== EXERCISE PROMPT ==
Copy out the line containing "snow surface, each" and each line after it, through the last one in the material, exactly as written.
Start of RECORDS SHOWN
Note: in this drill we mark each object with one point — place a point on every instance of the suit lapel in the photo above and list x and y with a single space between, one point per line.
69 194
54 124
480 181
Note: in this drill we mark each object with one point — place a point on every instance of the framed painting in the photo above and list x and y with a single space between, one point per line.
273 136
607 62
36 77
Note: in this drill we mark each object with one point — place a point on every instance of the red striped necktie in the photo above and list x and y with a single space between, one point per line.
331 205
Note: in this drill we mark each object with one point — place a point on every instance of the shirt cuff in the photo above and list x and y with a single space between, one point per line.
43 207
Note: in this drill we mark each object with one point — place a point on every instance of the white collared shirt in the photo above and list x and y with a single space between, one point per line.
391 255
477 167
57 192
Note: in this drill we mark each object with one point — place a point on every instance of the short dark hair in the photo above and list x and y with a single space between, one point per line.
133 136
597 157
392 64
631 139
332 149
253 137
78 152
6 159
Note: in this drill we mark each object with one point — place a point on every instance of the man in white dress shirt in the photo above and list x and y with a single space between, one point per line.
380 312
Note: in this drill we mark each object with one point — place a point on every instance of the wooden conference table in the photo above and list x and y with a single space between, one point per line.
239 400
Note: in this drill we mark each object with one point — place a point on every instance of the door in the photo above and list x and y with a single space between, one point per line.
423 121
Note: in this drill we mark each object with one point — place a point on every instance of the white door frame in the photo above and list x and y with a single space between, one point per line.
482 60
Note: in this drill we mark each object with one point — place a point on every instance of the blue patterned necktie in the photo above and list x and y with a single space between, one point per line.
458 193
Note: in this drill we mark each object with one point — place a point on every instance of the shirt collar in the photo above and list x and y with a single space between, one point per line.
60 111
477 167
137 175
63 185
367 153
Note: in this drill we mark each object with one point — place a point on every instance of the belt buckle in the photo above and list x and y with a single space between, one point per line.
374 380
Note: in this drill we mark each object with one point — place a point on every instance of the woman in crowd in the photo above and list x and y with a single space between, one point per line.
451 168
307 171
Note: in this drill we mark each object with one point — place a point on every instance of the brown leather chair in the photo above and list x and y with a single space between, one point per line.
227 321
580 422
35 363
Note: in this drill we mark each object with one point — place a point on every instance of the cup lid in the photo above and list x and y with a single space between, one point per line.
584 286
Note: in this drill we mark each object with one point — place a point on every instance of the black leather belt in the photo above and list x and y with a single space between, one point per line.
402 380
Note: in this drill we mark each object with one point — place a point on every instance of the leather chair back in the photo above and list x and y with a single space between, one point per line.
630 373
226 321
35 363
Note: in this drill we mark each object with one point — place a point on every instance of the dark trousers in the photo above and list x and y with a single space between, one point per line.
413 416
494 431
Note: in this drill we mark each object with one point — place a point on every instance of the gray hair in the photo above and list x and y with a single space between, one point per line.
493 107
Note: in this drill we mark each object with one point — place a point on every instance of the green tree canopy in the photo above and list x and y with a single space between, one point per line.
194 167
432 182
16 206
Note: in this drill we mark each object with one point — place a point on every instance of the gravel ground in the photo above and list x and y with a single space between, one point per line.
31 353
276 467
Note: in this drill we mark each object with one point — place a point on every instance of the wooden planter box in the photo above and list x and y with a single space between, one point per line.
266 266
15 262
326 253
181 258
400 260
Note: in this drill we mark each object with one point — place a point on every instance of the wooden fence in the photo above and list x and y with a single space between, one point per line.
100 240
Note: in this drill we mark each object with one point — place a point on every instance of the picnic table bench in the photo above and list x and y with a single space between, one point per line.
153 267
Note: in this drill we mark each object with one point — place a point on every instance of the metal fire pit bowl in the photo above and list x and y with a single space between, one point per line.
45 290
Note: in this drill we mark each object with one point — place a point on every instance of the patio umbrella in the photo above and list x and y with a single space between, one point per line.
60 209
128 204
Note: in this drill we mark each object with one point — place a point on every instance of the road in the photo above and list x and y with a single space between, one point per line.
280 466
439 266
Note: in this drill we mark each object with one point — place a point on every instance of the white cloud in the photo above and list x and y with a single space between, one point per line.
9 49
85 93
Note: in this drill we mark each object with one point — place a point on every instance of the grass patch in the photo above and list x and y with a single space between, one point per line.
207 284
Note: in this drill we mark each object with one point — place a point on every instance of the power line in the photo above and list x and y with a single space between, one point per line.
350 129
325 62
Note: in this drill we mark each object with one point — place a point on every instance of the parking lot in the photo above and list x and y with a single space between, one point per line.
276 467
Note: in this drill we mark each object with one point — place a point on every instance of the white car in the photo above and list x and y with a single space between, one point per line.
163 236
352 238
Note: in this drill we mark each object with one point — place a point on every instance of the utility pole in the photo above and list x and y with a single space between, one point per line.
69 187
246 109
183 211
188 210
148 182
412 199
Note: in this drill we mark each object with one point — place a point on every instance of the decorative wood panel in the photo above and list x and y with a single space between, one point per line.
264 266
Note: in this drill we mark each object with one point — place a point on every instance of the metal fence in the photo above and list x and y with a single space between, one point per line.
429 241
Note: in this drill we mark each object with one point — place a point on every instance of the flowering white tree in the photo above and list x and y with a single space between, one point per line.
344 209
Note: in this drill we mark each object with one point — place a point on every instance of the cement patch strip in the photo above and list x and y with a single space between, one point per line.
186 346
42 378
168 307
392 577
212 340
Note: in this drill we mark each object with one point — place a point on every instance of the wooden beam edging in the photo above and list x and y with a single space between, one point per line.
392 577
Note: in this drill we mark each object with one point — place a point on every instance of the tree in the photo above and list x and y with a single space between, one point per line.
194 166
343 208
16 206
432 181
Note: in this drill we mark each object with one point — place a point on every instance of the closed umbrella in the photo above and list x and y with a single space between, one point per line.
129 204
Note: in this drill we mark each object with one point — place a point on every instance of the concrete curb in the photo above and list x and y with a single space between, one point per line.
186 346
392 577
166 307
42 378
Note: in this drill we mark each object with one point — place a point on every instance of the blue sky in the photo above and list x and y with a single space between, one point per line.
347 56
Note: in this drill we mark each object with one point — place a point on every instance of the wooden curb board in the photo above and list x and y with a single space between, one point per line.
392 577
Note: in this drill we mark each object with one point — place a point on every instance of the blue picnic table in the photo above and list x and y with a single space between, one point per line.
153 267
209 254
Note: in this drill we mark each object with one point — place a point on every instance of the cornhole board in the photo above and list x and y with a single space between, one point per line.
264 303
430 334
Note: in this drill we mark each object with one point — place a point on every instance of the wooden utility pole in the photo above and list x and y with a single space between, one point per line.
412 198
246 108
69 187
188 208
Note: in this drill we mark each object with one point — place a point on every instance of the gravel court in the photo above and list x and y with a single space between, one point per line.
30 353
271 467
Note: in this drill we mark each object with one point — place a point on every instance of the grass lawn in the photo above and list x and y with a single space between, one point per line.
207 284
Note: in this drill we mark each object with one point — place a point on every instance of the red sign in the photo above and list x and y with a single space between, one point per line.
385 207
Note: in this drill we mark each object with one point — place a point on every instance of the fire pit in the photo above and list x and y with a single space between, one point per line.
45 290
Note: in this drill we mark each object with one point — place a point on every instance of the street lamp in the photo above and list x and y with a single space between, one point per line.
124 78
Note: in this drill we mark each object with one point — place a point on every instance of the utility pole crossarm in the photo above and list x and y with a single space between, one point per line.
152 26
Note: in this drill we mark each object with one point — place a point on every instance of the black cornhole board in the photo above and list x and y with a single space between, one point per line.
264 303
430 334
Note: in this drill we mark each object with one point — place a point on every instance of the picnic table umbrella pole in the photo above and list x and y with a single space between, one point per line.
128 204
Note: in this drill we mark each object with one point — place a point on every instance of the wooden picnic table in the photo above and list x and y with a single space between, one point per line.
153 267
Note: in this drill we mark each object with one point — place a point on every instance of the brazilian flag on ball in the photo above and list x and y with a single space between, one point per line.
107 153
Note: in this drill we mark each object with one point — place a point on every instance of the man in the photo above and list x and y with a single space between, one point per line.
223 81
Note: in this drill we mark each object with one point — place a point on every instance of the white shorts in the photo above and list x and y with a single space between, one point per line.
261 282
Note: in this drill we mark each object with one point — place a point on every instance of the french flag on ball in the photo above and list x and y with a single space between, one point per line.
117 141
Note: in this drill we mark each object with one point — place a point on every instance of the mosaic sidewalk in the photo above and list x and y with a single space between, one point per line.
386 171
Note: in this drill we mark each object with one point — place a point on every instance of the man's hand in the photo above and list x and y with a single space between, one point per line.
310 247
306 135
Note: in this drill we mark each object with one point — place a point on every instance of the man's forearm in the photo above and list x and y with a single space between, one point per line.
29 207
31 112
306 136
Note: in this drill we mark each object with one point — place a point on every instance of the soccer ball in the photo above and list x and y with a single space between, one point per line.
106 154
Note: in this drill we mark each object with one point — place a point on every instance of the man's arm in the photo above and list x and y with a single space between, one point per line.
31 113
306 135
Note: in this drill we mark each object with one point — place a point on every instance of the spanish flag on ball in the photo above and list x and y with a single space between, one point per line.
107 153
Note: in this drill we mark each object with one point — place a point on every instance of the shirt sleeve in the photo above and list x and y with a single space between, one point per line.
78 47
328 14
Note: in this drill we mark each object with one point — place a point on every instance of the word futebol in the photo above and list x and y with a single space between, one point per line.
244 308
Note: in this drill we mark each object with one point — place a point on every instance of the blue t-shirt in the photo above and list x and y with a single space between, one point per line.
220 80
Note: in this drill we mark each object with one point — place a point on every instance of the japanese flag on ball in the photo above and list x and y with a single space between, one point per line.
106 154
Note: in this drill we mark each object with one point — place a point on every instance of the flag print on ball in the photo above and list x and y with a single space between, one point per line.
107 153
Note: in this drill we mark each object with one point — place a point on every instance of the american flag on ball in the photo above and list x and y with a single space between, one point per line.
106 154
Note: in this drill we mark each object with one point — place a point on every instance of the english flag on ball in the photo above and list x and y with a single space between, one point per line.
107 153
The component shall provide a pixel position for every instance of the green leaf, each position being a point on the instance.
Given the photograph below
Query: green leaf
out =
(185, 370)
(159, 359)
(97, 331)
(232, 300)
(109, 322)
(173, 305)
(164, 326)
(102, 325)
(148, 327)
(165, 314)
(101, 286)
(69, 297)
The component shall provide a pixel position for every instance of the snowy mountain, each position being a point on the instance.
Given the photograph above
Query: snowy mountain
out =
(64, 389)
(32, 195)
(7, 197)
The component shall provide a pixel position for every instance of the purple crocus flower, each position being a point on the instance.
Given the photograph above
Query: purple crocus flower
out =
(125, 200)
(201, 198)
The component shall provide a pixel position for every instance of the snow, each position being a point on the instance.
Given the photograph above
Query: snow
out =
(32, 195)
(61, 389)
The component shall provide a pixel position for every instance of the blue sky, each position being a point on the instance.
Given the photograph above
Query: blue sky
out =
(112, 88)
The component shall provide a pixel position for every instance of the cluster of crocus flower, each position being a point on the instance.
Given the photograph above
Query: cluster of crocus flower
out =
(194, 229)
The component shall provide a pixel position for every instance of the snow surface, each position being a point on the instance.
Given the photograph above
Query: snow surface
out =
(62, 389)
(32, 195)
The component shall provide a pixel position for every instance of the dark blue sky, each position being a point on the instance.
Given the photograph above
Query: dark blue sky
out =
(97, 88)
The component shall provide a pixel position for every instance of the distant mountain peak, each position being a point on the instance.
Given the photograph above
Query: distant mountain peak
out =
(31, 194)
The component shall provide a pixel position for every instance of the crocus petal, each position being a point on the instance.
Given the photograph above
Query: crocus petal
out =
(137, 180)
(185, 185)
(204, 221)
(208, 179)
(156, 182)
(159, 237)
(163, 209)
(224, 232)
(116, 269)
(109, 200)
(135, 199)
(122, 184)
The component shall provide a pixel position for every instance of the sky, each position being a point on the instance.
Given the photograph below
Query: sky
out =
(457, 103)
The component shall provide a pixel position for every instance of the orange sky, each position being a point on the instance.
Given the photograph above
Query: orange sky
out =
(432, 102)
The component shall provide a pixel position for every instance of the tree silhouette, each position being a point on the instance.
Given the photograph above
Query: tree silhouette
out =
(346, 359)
End of RECORDS SHOWN
== RESPONSE BELOW ==
The component shall provide a pixel position for every instance of the snow surface, each position being a point on the instance.
Given the photograph above
Query: snow surface
out =
(62, 389)
(32, 195)
The component shall provide a pixel position for every instance of the dark blue sky, each position being a point on the instance.
Given the photograph above
Query: dark blue sky
out =
(97, 88)
The component shall provide a pixel position for every instance of the distant mountain peak, each position being a point on the instance.
Given the photograph above
Query: distant mountain peak
out =
(31, 194)
The component shall provide a pixel position for every instance of the crocus petal, each position being a point on the instance.
Given the photograph above
Query: crocus petal
out =
(137, 180)
(185, 185)
(204, 221)
(208, 179)
(156, 182)
(159, 237)
(163, 209)
(224, 232)
(116, 269)
(109, 200)
(135, 199)
(122, 184)
The component shall provide a pixel position for every instance of the sky, each position being a point on the instance.
Given the photograph below
Query: sky
out =
(457, 103)
The component shall provide a pixel position for every instance of the orange sky, each position being a point on the instance.
Given the photograph above
Query: orange sky
out =
(432, 102)
The component shall provide a pixel position for every instance of the tree silhouette, each position being a point on the instance.
Given the photograph above
Query: tree silhouette
out =
(346, 359)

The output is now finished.